**Given request:**
Scale the listing below from its first line through the line containing "(1139, 598)", both included, by repeating every line with the requests unchanged and multiplying each coordinate in the answers by 1.3, rounding to whole numbers with halves going up. Give only those lines.

**Recorded information:**
• • • • •
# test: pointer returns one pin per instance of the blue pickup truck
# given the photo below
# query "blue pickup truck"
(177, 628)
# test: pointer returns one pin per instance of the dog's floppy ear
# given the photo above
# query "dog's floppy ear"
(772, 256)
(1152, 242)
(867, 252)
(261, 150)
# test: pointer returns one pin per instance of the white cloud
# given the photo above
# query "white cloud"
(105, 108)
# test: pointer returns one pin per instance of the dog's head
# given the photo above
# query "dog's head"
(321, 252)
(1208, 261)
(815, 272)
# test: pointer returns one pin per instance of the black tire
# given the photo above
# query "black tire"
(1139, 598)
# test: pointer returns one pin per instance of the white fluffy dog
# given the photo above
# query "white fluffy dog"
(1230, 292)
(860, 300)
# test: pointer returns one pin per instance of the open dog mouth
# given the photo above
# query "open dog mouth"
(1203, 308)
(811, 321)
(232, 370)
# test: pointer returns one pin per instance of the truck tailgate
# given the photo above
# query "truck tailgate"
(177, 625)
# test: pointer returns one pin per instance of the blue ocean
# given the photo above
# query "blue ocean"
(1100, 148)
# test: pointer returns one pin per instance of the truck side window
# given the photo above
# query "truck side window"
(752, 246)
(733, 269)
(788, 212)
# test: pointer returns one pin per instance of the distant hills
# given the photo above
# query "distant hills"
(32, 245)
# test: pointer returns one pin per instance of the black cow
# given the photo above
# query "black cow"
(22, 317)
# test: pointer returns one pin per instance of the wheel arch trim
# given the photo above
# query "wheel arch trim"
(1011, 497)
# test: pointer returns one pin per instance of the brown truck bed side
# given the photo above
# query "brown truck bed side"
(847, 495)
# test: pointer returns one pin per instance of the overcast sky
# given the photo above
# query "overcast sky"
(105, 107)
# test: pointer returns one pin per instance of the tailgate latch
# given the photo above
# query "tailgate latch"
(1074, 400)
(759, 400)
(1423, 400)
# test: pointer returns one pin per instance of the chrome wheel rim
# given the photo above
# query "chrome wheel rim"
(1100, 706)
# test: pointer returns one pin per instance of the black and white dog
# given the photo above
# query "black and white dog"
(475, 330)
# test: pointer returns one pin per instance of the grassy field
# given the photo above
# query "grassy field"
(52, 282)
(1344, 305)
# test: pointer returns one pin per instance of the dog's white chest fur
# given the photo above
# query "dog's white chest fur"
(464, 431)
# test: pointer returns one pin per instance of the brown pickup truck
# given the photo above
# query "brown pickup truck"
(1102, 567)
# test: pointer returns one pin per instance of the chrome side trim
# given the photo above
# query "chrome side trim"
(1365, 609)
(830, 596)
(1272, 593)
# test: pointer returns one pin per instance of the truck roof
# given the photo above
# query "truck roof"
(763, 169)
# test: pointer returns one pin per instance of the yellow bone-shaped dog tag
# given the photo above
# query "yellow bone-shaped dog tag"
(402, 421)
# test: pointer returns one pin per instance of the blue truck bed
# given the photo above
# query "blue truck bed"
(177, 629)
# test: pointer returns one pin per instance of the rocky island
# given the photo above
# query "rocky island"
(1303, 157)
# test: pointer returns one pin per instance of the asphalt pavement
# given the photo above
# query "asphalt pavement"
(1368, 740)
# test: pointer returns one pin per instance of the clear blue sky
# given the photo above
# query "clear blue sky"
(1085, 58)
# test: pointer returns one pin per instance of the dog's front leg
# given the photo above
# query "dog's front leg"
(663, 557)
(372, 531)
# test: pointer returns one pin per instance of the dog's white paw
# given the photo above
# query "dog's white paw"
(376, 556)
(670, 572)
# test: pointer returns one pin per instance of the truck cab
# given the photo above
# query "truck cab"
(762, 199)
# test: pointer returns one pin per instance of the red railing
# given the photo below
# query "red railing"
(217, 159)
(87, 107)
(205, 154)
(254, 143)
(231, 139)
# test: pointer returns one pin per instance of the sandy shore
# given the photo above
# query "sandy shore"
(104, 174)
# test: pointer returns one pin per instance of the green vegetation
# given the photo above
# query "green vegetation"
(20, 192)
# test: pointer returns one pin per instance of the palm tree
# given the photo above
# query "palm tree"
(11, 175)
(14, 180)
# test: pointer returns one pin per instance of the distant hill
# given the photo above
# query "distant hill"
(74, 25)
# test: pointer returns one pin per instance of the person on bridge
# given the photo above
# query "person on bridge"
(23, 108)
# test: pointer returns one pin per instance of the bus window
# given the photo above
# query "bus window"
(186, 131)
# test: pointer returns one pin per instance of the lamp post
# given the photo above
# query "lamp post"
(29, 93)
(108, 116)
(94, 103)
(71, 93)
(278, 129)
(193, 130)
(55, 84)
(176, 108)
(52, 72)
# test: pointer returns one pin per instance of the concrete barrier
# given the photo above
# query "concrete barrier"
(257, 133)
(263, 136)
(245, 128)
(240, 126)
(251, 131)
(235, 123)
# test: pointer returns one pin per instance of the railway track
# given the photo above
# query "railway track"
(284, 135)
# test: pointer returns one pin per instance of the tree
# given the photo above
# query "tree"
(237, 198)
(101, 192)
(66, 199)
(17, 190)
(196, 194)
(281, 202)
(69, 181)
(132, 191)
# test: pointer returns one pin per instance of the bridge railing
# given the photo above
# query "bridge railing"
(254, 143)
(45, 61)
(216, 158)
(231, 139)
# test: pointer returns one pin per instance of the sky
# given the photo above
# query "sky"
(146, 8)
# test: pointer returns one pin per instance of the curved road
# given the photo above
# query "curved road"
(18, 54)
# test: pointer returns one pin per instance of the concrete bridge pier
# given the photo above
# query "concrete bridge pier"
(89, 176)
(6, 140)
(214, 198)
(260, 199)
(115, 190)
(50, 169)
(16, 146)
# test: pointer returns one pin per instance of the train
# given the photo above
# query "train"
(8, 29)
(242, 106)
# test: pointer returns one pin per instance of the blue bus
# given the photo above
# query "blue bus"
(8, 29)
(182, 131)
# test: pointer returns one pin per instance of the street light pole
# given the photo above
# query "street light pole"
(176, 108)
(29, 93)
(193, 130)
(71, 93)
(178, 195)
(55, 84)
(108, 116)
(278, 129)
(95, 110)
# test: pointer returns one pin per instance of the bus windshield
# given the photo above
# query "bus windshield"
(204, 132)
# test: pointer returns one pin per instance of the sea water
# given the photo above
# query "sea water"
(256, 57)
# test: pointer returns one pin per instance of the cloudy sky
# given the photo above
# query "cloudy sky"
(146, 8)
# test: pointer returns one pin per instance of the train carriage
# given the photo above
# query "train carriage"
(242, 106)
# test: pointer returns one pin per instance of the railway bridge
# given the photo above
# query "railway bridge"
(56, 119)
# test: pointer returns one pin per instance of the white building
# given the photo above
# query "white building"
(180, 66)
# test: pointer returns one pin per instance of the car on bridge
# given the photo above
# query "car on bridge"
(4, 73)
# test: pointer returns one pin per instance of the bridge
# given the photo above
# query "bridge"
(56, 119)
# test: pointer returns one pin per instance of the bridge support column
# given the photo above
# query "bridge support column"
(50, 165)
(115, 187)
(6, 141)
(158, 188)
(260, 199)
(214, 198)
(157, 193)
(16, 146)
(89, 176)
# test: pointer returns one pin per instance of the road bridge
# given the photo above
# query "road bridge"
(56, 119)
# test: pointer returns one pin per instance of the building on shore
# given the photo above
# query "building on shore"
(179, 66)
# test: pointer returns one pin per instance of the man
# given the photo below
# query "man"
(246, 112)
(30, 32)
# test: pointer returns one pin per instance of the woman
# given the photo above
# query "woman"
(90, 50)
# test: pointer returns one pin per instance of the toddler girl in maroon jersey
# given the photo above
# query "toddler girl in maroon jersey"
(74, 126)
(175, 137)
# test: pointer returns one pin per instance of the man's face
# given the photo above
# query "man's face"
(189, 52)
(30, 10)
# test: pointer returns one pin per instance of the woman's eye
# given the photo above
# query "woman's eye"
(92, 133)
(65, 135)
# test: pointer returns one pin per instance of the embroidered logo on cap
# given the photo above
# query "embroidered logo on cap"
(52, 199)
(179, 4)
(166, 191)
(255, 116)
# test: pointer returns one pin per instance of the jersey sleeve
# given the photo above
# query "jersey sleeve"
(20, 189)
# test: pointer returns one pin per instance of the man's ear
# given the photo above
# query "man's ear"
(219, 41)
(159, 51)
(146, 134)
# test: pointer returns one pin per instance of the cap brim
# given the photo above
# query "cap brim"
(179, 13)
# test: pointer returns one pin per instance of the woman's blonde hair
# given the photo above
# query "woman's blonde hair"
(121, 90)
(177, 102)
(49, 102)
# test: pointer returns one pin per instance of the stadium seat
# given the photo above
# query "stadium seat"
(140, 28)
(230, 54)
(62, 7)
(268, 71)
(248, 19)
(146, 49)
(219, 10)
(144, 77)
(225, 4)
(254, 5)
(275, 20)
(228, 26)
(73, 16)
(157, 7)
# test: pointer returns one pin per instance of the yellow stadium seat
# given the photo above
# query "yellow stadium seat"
• • • • •
**Answer below:**
# test: pointer returns one pin per instance of the blue pickup truck
# given the photo below
# query "blue pickup truck"
(230, 816)
# test: pointer returns one pin per instance of the dog's floppy ear
# given the photo above
# query "dog's floppy ear"
(1004, 333)
(1498, 315)
(1127, 328)
(339, 195)
# test: pointer returns one pin per instance of the white cloud
# given the photo above
# query "white cloud"
(137, 140)
# test: pointer returns one pin per instance of the dog's head
# given the photo above
# query "dog's head"
(417, 328)
(1570, 339)
(1060, 354)
# test: pointer returns one pin per instance of the black tire
# given the photo above
# query "black tire"
(1481, 777)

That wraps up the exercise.